* **Work request**:
Starting at the first line, copy the data below through to the end, exactly.

Dataset entries
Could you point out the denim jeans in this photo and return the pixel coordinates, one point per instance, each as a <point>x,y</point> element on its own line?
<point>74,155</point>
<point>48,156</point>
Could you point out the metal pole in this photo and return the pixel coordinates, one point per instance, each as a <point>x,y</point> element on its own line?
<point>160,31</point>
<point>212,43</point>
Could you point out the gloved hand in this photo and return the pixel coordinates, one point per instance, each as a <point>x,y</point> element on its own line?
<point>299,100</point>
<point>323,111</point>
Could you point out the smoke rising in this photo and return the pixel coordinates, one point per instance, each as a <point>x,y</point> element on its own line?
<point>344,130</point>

* **Response to the exercise**:
Could you point out the denim jeans in this photo and return the pixel coordinates, one point per instance, each as a <point>x,y</point> element on its own line?
<point>74,155</point>
<point>48,156</point>
Could you point out the metal pole in this photo and return the pixel coordinates, one point per instance, each as a <point>x,y</point> element on its own line?
<point>160,31</point>
<point>212,43</point>
Could you point out the gloved hand in this photo and return the pixel coordinates, one point per instance, each as a <point>x,y</point> element on its own line?
<point>299,100</point>
<point>323,111</point>
Could you point out the smoke rising in this photo and return the pixel coordinates, one point per instance, each as a <point>x,y</point> element on its own line?
<point>344,130</point>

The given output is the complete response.